§ **Work to complete**
Extract the listing below in full, unchanged.
═══
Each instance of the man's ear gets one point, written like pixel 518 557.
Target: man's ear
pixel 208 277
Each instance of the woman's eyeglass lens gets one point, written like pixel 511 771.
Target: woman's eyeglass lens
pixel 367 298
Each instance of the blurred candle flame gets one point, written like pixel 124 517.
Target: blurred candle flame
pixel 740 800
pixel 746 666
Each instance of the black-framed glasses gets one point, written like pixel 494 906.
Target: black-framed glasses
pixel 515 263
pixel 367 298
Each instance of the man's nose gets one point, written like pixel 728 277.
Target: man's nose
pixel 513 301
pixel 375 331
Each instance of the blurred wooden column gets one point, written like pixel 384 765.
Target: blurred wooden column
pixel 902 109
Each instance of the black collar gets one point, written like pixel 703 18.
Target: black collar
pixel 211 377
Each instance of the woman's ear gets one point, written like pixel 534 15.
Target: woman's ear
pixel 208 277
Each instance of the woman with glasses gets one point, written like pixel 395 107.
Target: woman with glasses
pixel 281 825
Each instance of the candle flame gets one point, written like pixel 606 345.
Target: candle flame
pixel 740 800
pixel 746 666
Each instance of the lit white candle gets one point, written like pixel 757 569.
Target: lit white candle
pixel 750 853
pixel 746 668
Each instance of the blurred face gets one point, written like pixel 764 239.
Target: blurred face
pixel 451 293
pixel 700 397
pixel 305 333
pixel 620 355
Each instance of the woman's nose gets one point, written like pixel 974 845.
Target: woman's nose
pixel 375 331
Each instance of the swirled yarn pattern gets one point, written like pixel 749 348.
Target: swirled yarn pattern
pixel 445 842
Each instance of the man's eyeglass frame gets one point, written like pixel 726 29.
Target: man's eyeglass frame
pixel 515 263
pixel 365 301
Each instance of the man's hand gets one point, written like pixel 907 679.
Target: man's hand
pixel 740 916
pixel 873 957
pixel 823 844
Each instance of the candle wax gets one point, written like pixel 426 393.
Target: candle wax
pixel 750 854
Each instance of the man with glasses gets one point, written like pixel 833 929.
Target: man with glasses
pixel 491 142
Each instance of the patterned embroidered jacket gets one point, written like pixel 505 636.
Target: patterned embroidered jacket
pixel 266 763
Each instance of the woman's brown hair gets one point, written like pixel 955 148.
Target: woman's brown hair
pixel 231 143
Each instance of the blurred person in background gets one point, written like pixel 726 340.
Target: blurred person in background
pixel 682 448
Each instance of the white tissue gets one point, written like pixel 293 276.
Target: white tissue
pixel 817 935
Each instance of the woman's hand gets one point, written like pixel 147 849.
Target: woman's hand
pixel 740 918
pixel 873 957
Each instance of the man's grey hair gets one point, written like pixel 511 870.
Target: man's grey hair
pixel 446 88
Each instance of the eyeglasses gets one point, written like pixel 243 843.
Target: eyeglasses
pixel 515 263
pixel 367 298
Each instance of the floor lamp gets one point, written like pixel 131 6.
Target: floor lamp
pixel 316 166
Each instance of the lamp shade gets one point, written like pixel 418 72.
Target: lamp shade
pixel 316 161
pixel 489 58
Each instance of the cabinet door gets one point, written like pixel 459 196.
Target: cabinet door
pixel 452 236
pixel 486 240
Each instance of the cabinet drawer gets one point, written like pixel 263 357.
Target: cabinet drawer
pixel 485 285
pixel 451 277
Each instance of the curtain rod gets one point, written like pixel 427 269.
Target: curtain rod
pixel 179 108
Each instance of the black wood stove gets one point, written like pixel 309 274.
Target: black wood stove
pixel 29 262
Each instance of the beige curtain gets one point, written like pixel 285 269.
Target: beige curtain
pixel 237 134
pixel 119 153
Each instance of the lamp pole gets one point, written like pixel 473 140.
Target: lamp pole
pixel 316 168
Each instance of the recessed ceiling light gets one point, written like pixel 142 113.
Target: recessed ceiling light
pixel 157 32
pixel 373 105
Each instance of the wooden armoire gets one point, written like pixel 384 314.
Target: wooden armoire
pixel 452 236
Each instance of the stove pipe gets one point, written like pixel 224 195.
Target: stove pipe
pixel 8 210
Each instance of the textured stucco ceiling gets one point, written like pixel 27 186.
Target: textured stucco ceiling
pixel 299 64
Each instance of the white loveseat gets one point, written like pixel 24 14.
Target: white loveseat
═══
§ **Answer box**
Each instance of the man's ear gets one point, written like pixel 518 557.
Target: man's ear
pixel 208 277
Each instance of the woman's eyeglass lens gets one point, written like pixel 511 771.
Target: woman's eyeglass lens
pixel 367 298
Each instance of the blurred candle flame gets one point, written like pixel 124 517.
Target: blurred candle flame
pixel 740 800
pixel 746 666
Each instance of the black-framed glasses gets one point, written like pixel 494 906.
Target: black-framed glasses
pixel 515 263
pixel 367 298
Each instance of the man's nose gets one point, written like pixel 728 277.
Target: man's nose
pixel 513 301
pixel 375 331
Each instance of the blurred wooden column gets one point, written like pixel 384 765.
Target: blurred wooden column
pixel 902 109
Each instance of the black collar gets one point, written like pixel 703 18.
Target: black collar
pixel 211 377
Each instance of the woman's ear gets one point, written like pixel 534 15.
Target: woman's ear
pixel 208 277
Each instance of the woman with glasses gets one point, written like pixel 395 107.
Target: woman with glasses
pixel 281 825
Each instance of the candle flame gets one point, written like pixel 606 345.
Target: candle flame
pixel 740 800
pixel 746 666
Each instance of the lit white candle gets one point, written like pixel 757 569.
Target: lit white candle
pixel 750 853
pixel 746 668
Each instance of the blurred face gets one point, written like pixel 764 239.
Target: blurred face
pixel 451 293
pixel 700 397
pixel 305 333
pixel 620 355
Each instance of the woman's nose gets one point, written like pixel 974 845.
Target: woman's nose
pixel 375 331
Each instance of the swirled yarn pattern gets one point, written like pixel 749 348.
Target: swirled yarn pattern
pixel 445 842
Each instance of the man's eyeglass frame gets one point, written like pixel 726 29.
Target: man's eyeglass frame
pixel 515 263
pixel 365 301
Each instance of the man's hand gets one point, written like pixel 907 679.
Target: man's hand
pixel 740 916
pixel 873 957
pixel 823 844
Each instance of the candle wax gets one point, written like pixel 426 393.
Target: candle wax
pixel 750 854
Each instance of the man with glasses gets one point, written like pixel 833 929.
Target: man with glasses
pixel 491 142
Each instance of the patterned embroidered jacket gets one point, written like pixel 505 636.
Target: patterned embroidered jacket
pixel 266 763
Each instance of the woman's brown hair gets one point, written like pixel 955 148.
Target: woman's brown hair
pixel 231 143
Each instance of the blurred person in background gets one point, written like pixel 726 340.
Target: blurred person in background
pixel 682 448
Each instance of the white tissue gets one point, written like pixel 293 276.
Target: white tissue
pixel 817 935
Each instance of the woman's hand gets one point, written like pixel 147 849.
Target: woman's hand
pixel 740 918
pixel 873 957
Each instance of the man's grey hair gets one point, written like pixel 511 870.
Target: man's grey hair
pixel 446 88
Each instance of the eyeglasses gets one point, written like pixel 243 843.
Target: eyeglasses
pixel 515 263
pixel 367 298
Each instance of the floor lamp gets one point, written like pixel 131 6.
Target: floor lamp
pixel 316 166
Each instance of the lamp shade gets one point, written like pixel 418 72.
Target: lamp shade
pixel 316 161
pixel 489 58
Each instance of the cabinet door gets one point, written like pixel 459 196.
Target: cabinet door
pixel 452 236
pixel 486 240
Each instance of the cabinet drawer gets one point, written like pixel 263 357.
Target: cabinet drawer
pixel 485 285
pixel 451 277
Each instance of the curtain rod gets one point, written like pixel 427 269.
Target: curtain rod
pixel 179 108
Each instance of the black wood stove gets one point, written like pixel 309 274.
Target: black wood stove
pixel 29 262
Each instance of the beige curtain gets one point, written like pixel 285 269.
Target: beige curtain
pixel 237 134
pixel 119 153
Each instance of the lamp pole gets one point, written like pixel 473 140.
Target: lamp pole
pixel 316 168
Each instance of the recessed ceiling light gets one point, written like pixel 142 113.
Target: recessed ceiling light
pixel 157 32
pixel 373 105
Each instance of the wooden armoire gets one point, written like pixel 384 314.
Target: wooden armoire
pixel 452 236
Each instance of the stove pipe gets one point, written like pixel 224 195.
Target: stove pipe
pixel 8 210
Each instance of the textured stucco ceiling gets one point, written like pixel 27 186.
Target: textured stucco ceiling
pixel 299 64
Each instance of the white loveseat gets one point, written like pixel 24 14.
Target: white loveseat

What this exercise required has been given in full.